▶ _JOB ITEM A_
In the Idris 2 parser walkthrough, which module provides the expression parser that handles precedence and associativity?
▶ _JOB ITEM B_
Name every constructor of the ``CalculatorTokenKind`` type in the Idris 2 parser walkthrough.
▶ _JOB ITEM C_
Write the next part of the Idris 2 parser walkthrough, picking up right after its final line.

▶ _PASSAGE TO READ_
== Segment start ==

Testing out our parser gives us back the following output:

.. code-block:: text

    $ idris2 -p contrib LambdaCalculus.idr
    Main> :exec printLn $ parse "let name = world in (\\x.hello x) name"
    Right (let name = world in (\x.hello x) name)

Expression Parser
-----------------

Idris 2 also comes with a very convenient expression parser that is
aware of precedence and associativity in ``Text.Parser.Expression``.

The main function called ``buildExpressionParser`` takes in an ``OperatorTable`` and a
``Grammar`` that represents the terms, and returns a parsed expression. The magic comes from
the ``OperatorTable`` since this table defines all the operators, the grammars for those operators,
the precedence, and the associativity.

An ``OperatorTable`` is a list of lists containing the ``Op`` type. The ``Op`` type allows you to specify
``Prefix``, ``Postfix``, and ``Infix`` operators along with their grammars. ``Infix`` also contains the
associativity called ``Assoc`` which can specify left associativity or ``AssocLeft``, right
associativity assoc or ``AssocRight`` and as being non-associative or ``AssocNone``.

An example of an operator table we'll be using for the calculator is:

.. code-block:: idris

    [
      [ Infix (match CTMultiply >> pure (*)) AssocLeft
      , Infix (match CTDivide >> pure (/)) AssocLeft
      ],
      [ Infix (match CTPlus >> pure (+)) AssocLeft
      , Infix (match CTMinus >> pure (-)) AssocLeft
      ]
    ]

This table defines 4 operators for mulitiplication, division, addition and subtraction.
Mulitiplication and division show up in the first table because they have higher precedence than
addition and subtraction, which show up in the second table. We're also defining them as infix operators,
with a specific grammar and all being left associative via ``AssocLeft``.

Building a Calculator
---------------------

.. code-block:: idris
    :caption: Calculator.idr
    :linenos:

    import Data.List1
    import Text.Lexer
    import Text.Parser
    import Text.Parser.Expression

    %default total

    data CalculatorTokenKind
      = CTNum
      | CTPlus
      | CTMinus
      | CTMultiply
      | CTDivide
      | CTOParen
      | CTCParen
      | CTIgnore

    Eq CalculatorTokenKind where
      (==) CTNum CTNum = True
      (==) CTPlus CTPlus = True
      (==) CTMinus CTMinus = True
      (==) CTMultiply CTMultiply = True
      (==) CTDivide CTDivide = True
      (==) CTOParen CTOParen = True
      (==) CTCParen CTCParen = True
      (==) _ _ = False

    Show CalculatorTokenKind where
      show CTNum = "CTNum"

== Segment end ==

▶ _GIVEN ENTRIES_
== Segment start ==

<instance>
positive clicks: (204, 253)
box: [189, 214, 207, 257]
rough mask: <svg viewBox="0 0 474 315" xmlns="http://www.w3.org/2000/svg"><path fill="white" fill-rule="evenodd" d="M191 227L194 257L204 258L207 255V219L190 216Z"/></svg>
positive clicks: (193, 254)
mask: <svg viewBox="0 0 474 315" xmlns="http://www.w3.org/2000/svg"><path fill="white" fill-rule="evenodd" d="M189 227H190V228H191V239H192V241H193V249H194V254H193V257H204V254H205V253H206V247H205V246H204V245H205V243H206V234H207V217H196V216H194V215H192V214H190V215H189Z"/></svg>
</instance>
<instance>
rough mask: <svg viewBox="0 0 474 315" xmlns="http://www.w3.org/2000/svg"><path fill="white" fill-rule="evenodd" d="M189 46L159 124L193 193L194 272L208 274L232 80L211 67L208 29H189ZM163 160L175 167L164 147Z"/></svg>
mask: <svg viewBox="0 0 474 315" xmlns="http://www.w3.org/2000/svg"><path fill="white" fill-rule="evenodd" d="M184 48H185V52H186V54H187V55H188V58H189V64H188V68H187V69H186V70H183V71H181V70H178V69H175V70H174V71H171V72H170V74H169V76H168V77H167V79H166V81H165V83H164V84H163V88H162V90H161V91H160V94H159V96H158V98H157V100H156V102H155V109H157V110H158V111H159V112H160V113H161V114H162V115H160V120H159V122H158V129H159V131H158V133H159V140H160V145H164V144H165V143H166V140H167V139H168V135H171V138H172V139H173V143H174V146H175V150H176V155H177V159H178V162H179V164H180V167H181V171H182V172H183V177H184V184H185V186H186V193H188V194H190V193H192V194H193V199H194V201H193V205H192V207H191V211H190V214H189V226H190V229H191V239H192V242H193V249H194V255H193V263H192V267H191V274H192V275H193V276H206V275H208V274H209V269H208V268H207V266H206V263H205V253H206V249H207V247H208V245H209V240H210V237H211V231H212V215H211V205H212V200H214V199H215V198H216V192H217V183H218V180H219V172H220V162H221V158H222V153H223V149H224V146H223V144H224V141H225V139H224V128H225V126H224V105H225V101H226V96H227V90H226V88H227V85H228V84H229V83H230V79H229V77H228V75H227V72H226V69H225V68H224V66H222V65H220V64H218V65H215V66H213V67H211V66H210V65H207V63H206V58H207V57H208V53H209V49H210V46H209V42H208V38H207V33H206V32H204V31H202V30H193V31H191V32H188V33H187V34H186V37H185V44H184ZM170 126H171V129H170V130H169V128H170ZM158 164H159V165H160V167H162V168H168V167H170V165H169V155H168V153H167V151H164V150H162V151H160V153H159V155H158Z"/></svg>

== Segment end ==

▶ _EXERCISE RESPONSE A_
``Text.Parser.Expression``

▶ _EXERCISE RESPONSE B_
CTNum, CTPlus, CTMinus, CTMultiply, CTDivide, CTOParen, CTCParen, CTIgnore

▶ _EXERCISE RESPONSE C_
      show CTPlus = "CTPlus"
      show CTMinus = "CTMinus"
      show CTMultiply = "CTMultiply"
      show CTDivide = "CTDivide"
      show CTOParen = "CTOParen"
      show CTCParen = "CTCParen"
      show CTIgnore = "CTIgnore"

    CalculatorToken : Type
    CalculatorToken = Token CalculatorTokenKind

    Show CalculatorToken where
        show (Tok kind text) = "Tok kind: " ++ show kind ++ " text: " ++ text

    TokenKind CalculatorTokenKind where
      TokType CTNum = Double
      TokType _ = ()

      tokValue CTNum s = cast s
      tokValue CTPlus _ = ()
      tokValue CTMinus _ = ()
      tokValue CTMultiply _ = ()
      tokValue CTDivide _ = ()
      tokValue CTOParen _ = ()
      tokValue CTCParen _ = ()
      tokValue CTIgnore _ = ()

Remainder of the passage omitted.